* [Provided records]:
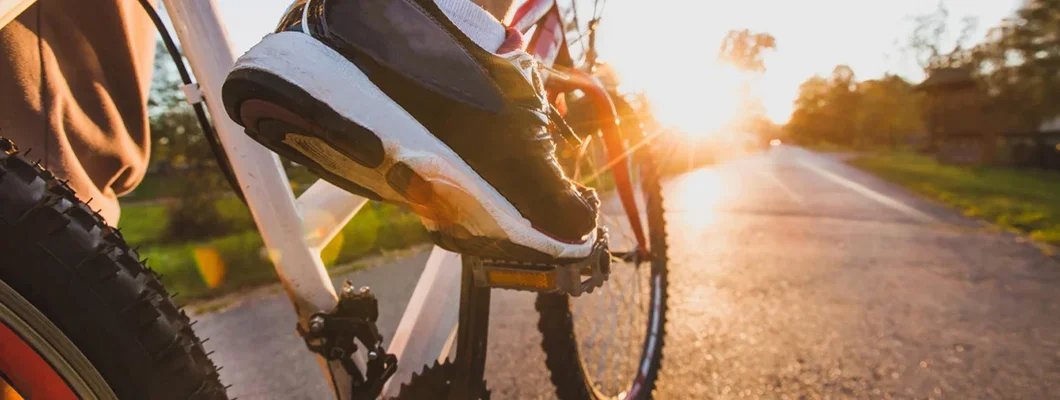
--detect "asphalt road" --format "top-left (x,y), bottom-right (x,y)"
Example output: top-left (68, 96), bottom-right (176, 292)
* * *
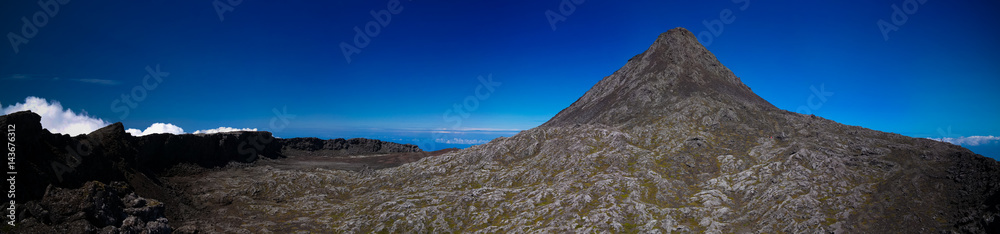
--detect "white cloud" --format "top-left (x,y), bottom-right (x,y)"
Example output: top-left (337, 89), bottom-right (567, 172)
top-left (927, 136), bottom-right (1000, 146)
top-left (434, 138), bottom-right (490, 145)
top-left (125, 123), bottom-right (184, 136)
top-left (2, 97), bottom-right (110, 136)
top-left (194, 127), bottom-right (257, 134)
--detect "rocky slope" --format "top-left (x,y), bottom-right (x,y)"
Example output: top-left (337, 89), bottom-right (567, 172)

* [Task directions]:
Filter the lines above, keeping each one that contains the string "detect", with case counting.

* [Result]:
--detect "asphalt road" --format "top-left (x,y), bottom-right (x,y)"
--detect "white cloud" --format "top-left (x,y), bottom-right (x,y)"
--detect "rocky slope" --format "top-left (x,y), bottom-right (x,y)"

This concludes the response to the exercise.